- [Problem description]: Resume the article on the FTC's possible new privacy and data security rules, picking up after its last sentence.

- [Document section]:

Say “Bonjour” to New Blanket Privacy Regulations?

The FTC Considers Tightening the Leash on the Commercial Data Free-for-All and Loose Data Security Practices in an Effort to Advance Toward a Framework More Akin to the GDPR

By Hannah Grace Babinski, class of 2024

On August 11, 2022, the Federal Trade Commission (FTC) issued an Advance Notice of Proposed Rulemaking (ANPR) concerning possible rulemaking surrounding “commercial surveillance” and “lax data security practices”[1] and established a public forum date of September 8, 2022.[2] The FTC’s specific objective for issuing this ANPR is to obtain public input concerning “whether [the FTC] should implement new trade regulation rules or other regulatory alternatives concerning the ways in which companies (1) collect, aggregate, protect, use, analyze, and retain consumer data, as well as (2) transfer, share, sell, or otherwise monetize that data in ways that are unfair or deceptive.”[3]

It is no secret that the knit tapestry of sector-specific privacy regulations, federal and state-level unfair and deceptive practice prohibitions, constitutional interpretations of case law, and piecemeal data-specific legislation implemented by certain states like California, Connecticut, and Colorado, for example, leaves much to be desired in the realm of privacy protection. Since the US’s current privacy framework only safeguards certain people in certain situations or certain people residing within certain states, many Americans remain vulnerable to privacy trespasses in a time that is marked by the constant flow of data between consumers and corporations.

- [Given records]:
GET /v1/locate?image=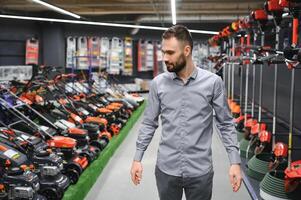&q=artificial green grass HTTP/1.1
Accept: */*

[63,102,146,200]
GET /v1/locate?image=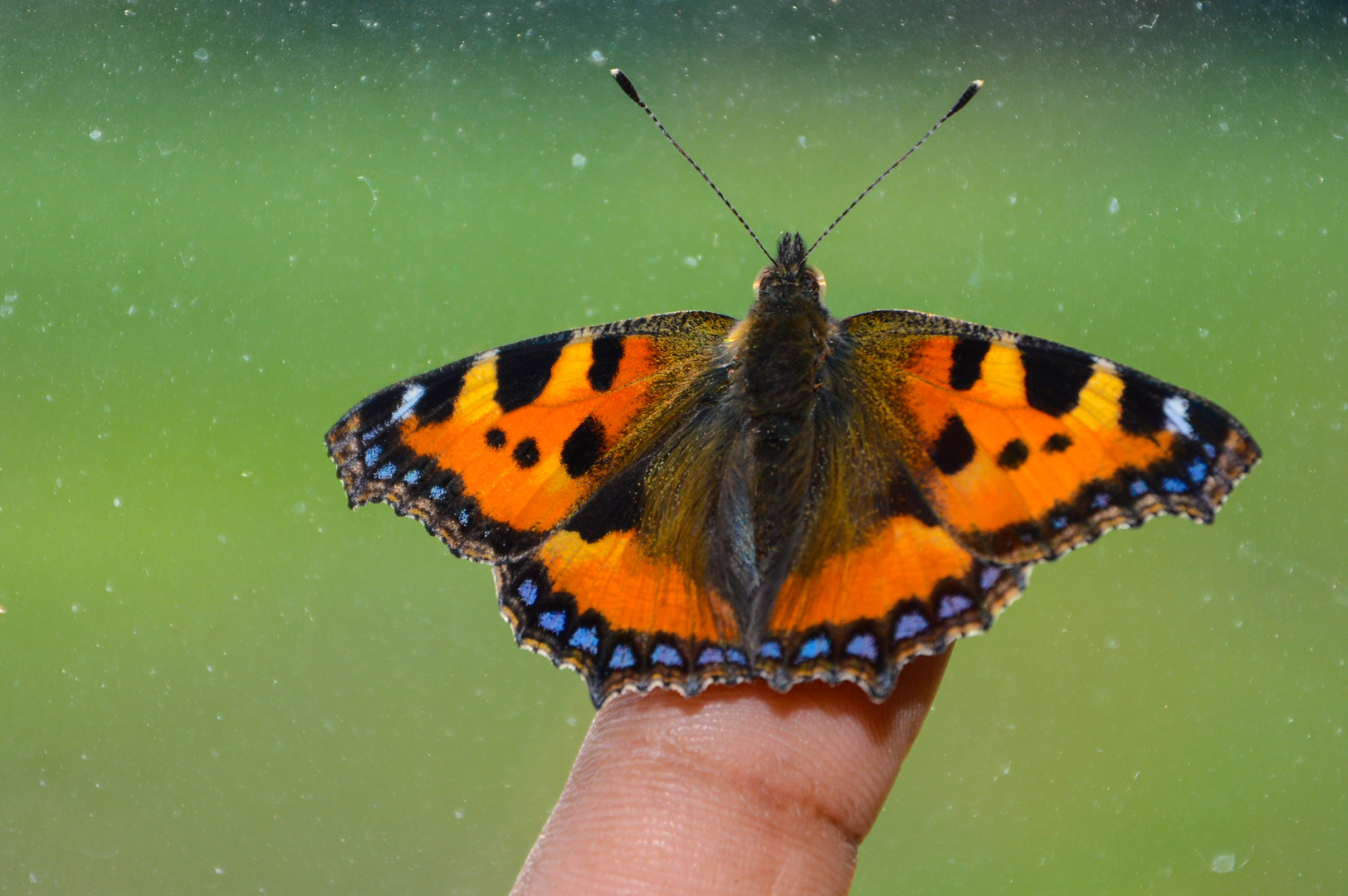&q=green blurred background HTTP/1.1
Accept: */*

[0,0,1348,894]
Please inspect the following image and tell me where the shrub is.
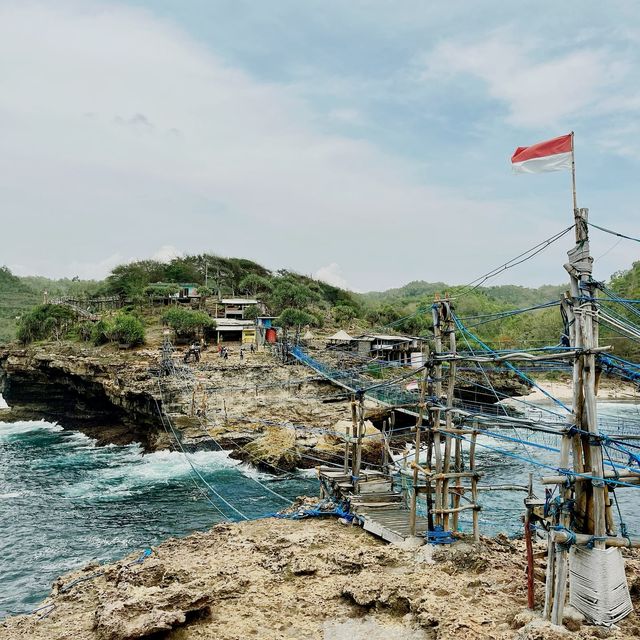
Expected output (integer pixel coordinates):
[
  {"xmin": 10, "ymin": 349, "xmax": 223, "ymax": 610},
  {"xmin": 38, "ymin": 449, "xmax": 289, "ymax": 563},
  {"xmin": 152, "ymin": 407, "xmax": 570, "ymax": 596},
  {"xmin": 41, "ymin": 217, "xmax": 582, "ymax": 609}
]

...

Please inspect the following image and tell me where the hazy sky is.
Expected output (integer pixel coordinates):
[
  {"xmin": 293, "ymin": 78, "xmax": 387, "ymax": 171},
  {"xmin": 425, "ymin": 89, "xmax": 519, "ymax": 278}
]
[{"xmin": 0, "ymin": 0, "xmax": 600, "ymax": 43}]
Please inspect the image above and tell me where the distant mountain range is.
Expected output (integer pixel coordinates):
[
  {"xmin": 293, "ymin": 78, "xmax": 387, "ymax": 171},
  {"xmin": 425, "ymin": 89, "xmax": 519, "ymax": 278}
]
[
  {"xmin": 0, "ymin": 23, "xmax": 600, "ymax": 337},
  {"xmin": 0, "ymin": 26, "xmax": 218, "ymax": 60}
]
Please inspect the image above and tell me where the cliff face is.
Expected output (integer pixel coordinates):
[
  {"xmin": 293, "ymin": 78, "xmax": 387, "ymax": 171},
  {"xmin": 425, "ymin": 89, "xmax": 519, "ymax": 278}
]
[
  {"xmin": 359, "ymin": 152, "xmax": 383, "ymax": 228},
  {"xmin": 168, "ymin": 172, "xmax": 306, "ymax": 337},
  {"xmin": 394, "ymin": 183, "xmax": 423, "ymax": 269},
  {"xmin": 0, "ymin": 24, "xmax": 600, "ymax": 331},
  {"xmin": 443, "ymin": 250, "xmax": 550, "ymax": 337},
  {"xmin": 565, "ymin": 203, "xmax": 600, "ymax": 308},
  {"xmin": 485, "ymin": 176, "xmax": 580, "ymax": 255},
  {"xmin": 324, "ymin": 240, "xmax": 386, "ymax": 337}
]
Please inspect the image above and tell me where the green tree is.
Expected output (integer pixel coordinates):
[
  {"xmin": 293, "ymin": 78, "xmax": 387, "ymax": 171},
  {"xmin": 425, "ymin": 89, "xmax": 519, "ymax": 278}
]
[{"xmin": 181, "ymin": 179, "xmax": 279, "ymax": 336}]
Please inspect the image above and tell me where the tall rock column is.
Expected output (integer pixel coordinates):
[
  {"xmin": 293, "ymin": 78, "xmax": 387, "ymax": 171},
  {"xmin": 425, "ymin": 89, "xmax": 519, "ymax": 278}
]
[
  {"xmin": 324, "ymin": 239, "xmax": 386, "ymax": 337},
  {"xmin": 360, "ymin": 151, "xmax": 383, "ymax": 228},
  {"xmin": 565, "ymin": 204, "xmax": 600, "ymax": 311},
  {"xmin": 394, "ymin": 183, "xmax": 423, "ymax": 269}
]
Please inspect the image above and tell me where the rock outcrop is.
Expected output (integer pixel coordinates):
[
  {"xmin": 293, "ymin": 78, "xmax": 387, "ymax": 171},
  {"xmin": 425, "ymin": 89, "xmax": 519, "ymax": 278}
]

- [Answer to this exercise]:
As evidenced by this latest ANPR, the FTC is not oblivious to the pitfalls of the current system. In a nearly fifty-page document published alongside the ANPR, the FTC establishes a persuasive argument in favor of adopting new domestic privacy regulations that would implement stronger privacy safeguards and data abuse limitations. These new regulations, in theory, would serve as a layer of blanket protection for consumers, which would include enhanced protection for vulnerable groups, in a style akin to the European Union’s (EU) General Data Protection Regulation (GDPR). These regulations would also limit the detrimental effects of the free flow of data. In establishing a case in favor of new regulations, the FTC addresses several deficiencies in the current legal framework as it pertains to consumer data protection, corporate collection, and enforcement of existing safeguards: (1) a lack of consumer consent, (2) an increase in possibility of harms to all individuals and specifically to vulnerable factions of the population, and (3) inconsistent and unpredictable enforceability. Taking each highlighted deficiency in turn, this paper will examine and summarize the key points of the FTC’s reasoning for new privacy regulations that, when considered together, echo the concerns of privacy professionals across the United States and underscore the necessity of enhanced privacy regulations focused on the minimal safeguards currently employed and commercial surveillance of the American consumer.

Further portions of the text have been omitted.